(What to work on): Among the entries below, how many lines have the word "mouth"? Answer only with the number.

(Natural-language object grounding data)
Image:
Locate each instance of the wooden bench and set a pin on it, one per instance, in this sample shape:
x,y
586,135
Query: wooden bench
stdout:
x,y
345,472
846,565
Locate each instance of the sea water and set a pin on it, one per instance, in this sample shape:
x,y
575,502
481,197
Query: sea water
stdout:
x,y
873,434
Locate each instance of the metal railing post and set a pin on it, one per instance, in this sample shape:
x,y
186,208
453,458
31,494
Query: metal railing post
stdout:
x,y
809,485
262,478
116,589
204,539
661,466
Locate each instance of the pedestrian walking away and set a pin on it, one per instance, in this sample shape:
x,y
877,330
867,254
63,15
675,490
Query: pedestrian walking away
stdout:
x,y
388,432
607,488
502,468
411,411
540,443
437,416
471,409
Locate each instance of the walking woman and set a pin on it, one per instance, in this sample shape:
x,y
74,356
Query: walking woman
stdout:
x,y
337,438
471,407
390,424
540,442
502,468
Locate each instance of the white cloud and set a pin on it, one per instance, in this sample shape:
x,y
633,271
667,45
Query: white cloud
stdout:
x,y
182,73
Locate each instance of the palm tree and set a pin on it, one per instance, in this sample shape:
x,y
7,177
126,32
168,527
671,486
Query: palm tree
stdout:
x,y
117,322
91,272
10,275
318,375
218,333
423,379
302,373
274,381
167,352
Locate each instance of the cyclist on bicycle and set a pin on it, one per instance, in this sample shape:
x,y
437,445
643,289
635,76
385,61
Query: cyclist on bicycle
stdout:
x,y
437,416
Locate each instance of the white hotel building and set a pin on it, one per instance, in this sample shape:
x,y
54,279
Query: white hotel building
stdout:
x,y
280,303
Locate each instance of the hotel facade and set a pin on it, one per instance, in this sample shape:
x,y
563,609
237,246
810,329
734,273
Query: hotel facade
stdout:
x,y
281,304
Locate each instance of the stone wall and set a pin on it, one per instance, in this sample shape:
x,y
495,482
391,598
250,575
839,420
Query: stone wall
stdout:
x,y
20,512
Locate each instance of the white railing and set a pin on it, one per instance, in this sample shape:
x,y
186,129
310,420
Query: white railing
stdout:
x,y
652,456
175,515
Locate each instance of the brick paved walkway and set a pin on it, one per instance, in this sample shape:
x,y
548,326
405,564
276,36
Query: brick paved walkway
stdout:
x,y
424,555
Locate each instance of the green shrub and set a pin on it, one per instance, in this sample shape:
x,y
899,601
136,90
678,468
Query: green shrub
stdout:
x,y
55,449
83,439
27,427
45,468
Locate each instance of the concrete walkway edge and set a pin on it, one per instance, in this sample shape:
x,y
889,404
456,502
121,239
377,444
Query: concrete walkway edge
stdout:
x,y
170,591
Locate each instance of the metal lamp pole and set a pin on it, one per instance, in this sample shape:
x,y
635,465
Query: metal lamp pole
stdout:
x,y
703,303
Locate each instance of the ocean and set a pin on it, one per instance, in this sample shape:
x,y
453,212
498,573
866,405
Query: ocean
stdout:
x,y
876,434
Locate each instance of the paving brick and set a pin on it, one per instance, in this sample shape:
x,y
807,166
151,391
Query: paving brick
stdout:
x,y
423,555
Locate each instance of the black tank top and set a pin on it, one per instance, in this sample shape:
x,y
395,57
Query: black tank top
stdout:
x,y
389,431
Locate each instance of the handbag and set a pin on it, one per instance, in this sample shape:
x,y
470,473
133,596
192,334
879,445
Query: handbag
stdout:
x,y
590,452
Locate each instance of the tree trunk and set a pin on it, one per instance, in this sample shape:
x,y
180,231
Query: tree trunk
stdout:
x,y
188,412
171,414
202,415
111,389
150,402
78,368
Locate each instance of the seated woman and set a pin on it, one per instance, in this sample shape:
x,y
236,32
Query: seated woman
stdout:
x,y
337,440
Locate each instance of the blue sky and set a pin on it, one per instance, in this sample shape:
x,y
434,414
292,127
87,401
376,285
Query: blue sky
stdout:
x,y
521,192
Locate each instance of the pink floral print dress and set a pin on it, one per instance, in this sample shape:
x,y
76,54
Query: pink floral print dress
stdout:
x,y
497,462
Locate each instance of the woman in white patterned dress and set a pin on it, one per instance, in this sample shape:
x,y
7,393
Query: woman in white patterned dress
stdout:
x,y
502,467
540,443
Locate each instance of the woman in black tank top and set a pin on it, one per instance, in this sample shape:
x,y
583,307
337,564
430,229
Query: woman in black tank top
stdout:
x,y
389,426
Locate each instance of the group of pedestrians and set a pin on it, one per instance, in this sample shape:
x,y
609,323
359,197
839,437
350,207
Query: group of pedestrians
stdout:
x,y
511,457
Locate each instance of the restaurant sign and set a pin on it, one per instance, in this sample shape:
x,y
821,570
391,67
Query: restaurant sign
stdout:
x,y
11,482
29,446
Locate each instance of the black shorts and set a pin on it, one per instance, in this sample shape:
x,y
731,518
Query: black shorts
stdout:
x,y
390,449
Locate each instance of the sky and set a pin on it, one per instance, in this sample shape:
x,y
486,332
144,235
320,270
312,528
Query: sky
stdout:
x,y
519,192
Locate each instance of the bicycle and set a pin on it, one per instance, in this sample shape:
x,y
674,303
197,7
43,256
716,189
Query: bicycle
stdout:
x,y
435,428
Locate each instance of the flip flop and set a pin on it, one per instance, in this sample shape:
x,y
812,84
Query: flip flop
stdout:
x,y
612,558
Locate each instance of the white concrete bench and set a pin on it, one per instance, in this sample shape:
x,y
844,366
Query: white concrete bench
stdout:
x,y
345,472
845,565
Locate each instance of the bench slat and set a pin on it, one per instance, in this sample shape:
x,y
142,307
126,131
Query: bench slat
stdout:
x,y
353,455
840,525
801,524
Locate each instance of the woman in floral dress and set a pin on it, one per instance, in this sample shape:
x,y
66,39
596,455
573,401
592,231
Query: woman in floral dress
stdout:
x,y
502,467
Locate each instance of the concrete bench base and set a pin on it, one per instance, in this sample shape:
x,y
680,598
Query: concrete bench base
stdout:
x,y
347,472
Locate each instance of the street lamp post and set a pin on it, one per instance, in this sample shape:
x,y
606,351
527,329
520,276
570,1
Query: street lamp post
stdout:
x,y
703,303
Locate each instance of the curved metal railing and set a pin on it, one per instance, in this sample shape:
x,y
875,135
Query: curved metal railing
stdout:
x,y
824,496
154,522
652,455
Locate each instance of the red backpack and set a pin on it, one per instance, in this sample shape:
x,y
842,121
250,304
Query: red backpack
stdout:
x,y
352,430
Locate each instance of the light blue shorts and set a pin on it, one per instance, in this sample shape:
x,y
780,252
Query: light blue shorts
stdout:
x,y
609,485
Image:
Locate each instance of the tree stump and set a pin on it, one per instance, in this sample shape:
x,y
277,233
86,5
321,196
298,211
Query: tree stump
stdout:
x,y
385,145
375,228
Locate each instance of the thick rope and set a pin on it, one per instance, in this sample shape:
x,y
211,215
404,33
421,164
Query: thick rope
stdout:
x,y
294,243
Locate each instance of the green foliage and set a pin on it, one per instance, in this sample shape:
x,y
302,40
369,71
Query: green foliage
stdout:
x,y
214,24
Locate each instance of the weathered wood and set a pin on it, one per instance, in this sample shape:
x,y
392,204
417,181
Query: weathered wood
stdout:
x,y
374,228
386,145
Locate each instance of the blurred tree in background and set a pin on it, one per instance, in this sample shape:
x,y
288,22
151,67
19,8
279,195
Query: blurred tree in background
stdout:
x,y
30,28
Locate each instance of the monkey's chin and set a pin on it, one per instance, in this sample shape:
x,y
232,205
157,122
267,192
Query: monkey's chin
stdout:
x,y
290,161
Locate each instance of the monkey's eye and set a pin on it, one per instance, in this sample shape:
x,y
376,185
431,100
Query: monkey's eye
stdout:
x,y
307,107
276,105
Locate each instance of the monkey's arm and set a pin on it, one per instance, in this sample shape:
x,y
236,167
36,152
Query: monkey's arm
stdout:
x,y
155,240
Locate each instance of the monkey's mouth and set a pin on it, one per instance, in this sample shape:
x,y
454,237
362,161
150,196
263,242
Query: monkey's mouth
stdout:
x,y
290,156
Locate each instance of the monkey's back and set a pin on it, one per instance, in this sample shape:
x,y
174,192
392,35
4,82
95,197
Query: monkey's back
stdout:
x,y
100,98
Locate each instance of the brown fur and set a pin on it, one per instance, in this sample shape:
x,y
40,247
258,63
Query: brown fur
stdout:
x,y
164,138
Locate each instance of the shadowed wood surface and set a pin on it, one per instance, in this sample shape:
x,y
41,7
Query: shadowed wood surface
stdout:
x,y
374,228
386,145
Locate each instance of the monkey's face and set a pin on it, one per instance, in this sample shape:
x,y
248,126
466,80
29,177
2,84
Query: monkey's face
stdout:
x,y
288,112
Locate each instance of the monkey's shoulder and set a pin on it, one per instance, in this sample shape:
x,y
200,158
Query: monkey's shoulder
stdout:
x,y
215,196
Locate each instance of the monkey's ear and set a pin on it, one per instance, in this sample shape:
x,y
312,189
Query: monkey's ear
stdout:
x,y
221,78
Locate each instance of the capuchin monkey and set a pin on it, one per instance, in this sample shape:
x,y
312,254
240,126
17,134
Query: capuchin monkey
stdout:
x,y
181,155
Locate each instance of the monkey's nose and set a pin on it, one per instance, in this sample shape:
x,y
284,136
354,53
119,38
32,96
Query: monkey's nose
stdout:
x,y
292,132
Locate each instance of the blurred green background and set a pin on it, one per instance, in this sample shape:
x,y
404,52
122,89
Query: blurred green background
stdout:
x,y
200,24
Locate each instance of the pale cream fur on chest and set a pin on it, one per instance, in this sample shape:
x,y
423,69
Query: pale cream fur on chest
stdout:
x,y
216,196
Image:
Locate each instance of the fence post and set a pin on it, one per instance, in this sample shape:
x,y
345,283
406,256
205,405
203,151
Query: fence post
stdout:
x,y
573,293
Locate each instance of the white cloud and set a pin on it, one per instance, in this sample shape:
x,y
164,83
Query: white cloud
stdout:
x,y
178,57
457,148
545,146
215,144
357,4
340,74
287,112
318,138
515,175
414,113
==
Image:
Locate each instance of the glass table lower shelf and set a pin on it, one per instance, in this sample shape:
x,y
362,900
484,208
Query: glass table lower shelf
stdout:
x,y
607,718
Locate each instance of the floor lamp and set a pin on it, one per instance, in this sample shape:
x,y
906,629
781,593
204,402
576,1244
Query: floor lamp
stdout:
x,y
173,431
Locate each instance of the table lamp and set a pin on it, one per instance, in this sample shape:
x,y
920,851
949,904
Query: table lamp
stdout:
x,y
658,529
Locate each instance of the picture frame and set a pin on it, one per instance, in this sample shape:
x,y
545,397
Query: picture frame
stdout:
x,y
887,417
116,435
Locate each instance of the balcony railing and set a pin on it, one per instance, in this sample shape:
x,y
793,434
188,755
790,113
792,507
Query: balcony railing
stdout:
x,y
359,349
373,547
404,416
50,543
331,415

(Solution to this problem): 2